A deviation icicle chart is an uncommon chart to show variance from a target or baseline value across time.
There are a multitude of ways to show comparison to target when visualising data. Common graphs such as line, bullet, lipstick, and hills & valley are good ways to show comparison to target, each having its own drawbacks.
Line and area for example, when using smaller comparison periods, can give a false impression of the magnitude of variance, if the viewer has a tendency to compare volume, rather than position between lines.
Equally, showing lines that cross-over, can mislead the reader as to when the actual outperformed target.
And, with fewer comparison periods, it becomes harder to visually pinpoint the data points we want to compare.
However, when looking over a greater time period, with more data points, all this becomes a moot point, and the effects are lessened. When focusing on trend, rather than specific periods, the line and area charts can become a better choice than bar charts.

☆ ☆ ☆

OBJECTIVES =
1. Rewrite the passage on deviation icicle charts between "There are a" and "than bar charts.", inclusive, putting "column charts" in place of "bar charts".
2. Carry on the piece about deviation icicle charts from the point where it stops.

(Data records)

☆ ☆ ☆

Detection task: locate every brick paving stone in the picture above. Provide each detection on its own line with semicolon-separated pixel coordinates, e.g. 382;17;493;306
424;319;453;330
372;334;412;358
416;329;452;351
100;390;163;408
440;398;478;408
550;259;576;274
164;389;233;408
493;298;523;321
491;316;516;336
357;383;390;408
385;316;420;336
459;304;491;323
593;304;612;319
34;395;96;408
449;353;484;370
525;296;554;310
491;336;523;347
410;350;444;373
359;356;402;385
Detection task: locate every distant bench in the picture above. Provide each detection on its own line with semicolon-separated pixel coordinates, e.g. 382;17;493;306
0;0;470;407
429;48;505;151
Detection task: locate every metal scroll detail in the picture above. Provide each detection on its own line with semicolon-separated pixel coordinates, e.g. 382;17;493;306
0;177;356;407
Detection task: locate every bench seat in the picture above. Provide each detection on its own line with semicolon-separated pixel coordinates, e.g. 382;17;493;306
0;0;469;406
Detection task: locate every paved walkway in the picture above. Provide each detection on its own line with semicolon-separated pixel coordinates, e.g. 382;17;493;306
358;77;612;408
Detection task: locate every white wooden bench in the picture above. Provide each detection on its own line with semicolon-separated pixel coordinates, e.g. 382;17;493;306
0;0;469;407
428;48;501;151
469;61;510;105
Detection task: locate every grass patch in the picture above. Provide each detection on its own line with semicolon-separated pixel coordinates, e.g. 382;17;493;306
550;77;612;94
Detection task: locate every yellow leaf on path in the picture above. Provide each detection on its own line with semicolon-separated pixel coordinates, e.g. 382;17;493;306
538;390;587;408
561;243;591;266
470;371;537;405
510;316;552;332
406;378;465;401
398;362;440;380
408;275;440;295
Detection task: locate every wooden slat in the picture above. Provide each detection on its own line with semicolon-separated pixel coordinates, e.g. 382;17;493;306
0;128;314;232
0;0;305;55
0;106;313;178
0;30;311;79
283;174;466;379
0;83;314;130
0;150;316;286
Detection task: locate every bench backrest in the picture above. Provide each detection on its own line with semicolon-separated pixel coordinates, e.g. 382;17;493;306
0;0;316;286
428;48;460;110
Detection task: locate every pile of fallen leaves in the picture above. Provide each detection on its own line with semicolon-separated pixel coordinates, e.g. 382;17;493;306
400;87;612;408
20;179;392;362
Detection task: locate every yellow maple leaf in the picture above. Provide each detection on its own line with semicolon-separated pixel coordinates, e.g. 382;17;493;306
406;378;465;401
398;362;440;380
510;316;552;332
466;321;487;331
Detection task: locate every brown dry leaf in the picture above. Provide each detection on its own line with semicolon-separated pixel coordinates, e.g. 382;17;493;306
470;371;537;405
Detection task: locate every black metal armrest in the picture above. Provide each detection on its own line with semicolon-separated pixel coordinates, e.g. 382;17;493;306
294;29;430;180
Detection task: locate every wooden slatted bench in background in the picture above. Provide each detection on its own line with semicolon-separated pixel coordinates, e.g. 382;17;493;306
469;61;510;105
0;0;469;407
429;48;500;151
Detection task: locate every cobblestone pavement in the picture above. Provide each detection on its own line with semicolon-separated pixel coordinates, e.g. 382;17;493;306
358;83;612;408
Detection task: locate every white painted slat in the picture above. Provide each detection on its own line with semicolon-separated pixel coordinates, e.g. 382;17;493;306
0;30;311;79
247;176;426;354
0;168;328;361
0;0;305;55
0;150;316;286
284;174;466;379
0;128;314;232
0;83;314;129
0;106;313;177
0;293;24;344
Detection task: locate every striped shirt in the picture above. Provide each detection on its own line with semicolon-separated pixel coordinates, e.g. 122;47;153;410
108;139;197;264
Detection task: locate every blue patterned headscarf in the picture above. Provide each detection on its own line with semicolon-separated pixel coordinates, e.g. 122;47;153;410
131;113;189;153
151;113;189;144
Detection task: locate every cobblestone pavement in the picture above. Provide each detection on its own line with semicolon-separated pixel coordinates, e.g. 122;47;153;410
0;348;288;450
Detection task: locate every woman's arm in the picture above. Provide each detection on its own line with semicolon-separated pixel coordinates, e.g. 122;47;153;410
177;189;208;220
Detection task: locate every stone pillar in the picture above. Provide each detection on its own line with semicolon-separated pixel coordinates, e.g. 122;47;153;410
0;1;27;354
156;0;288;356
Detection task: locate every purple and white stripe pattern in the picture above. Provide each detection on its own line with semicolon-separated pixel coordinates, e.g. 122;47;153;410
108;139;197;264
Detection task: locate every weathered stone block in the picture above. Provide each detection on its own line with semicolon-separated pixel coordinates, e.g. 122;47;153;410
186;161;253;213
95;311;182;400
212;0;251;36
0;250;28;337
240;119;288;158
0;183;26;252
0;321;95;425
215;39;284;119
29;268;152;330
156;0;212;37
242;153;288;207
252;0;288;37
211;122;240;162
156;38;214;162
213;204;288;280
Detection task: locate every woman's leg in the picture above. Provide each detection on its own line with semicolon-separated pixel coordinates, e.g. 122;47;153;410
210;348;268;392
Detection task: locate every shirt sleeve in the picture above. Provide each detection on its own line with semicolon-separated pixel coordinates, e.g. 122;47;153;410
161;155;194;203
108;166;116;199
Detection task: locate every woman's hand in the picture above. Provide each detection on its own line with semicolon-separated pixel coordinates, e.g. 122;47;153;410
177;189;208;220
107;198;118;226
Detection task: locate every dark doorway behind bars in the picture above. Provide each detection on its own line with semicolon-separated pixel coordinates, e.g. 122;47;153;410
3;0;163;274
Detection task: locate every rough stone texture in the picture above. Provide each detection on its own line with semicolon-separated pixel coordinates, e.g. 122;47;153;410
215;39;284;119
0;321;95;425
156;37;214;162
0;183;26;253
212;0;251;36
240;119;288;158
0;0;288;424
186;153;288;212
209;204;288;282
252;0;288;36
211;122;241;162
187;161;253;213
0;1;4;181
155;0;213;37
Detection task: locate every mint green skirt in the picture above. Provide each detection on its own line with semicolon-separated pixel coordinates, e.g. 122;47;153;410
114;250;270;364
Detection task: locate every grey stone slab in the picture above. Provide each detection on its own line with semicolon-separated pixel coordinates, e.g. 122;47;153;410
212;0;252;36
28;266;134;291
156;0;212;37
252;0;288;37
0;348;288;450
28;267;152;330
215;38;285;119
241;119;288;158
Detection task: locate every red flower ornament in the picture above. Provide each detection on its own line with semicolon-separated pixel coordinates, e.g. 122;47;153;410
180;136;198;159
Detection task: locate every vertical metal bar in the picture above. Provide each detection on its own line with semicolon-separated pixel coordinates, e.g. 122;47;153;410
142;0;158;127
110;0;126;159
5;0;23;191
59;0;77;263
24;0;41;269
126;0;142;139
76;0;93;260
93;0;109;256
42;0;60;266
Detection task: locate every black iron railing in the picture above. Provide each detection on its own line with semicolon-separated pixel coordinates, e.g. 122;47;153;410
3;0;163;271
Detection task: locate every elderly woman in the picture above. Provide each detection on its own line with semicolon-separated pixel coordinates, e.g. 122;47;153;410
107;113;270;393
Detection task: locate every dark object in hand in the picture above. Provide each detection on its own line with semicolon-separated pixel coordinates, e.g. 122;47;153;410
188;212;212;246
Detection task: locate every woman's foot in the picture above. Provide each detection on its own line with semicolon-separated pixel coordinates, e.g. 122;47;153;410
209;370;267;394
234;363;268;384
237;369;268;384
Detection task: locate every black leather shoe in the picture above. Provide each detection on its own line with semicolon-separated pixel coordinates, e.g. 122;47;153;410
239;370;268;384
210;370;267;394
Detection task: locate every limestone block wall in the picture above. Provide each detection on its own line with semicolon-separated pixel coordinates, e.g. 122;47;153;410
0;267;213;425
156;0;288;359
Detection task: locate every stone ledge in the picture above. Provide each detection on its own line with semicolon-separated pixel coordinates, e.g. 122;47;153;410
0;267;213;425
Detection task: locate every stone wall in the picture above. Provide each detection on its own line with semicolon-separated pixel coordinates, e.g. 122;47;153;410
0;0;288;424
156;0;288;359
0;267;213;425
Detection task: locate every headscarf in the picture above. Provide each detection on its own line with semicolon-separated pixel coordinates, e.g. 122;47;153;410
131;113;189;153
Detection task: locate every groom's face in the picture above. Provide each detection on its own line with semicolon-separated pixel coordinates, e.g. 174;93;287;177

☆ ☆ ☆

ANSWERS PROVIDED =
1.
There are a multitude of ways to show comparison to target when visualising data. Common graphs such as line, bullet, lipstick, and hills & valley are good ways to show comparison to target, each having its own drawbacks.
Line and area for example, when using smaller comparison periods, can give a false impression of the magnitude of variance, if the viewer has a tendency to compare volume, rather than position between lines.
Equally, showing lines that cross-over, can mislead the reader as to when the actual outperformed target.
And, with fewer comparison periods, it becomes harder to visually pinpoint the data points we want to compare.
However, when looking over a greater time period, with more data points, all this becomes a moot point, and the effects are lessened. When focusing on trend, rather than specific periods, the line and area charts can become a better choice than column charts.

2.
Composite charts like the one pictured above are my preference when trying to highlight the variance between actual and target/forecast values. I feel they work better than trying to convey too much information in one visual such as the one below:
However, composite charts can take up a fair bit of space and visually dominate the report page.
Something a little different
The below chart I created when trying to convey actual values and deviation from target over periods of time in a minimal and condense way. I didn’t have a name for this chart, with a google image search I found this article, from where I borrowed “deviation icicle”. However, this is perhaps not the best name as it is shared with another python chart type.
I didn’t mind the chart (though it reminded me of a Christmas Tree), but for my intended use, I felt the direction of the “icicles” wasn’t quite right. I wanted to show variation FROM target, not variation TO target, so I reversed the dots.
Strange looking chart, but it works for me ¯\_(ツ)_/¯.
The Deneb templates for these charts can be found here and here. Instructional video TBD.
A deviation icicle chart could be a good choice of visual for 6 or greater comparison periods (but not too many) and when there is a need to visually declutter or save space on a report page. Yet it would be unfamiliar for many users, which would likely mean some resistance or difficulty reading it.
As always, the best choice of visual often comes down to the size and shape of the data*, primary focus of data exploration and consumer preference.
If you do use this type of chart, I’d love to know more.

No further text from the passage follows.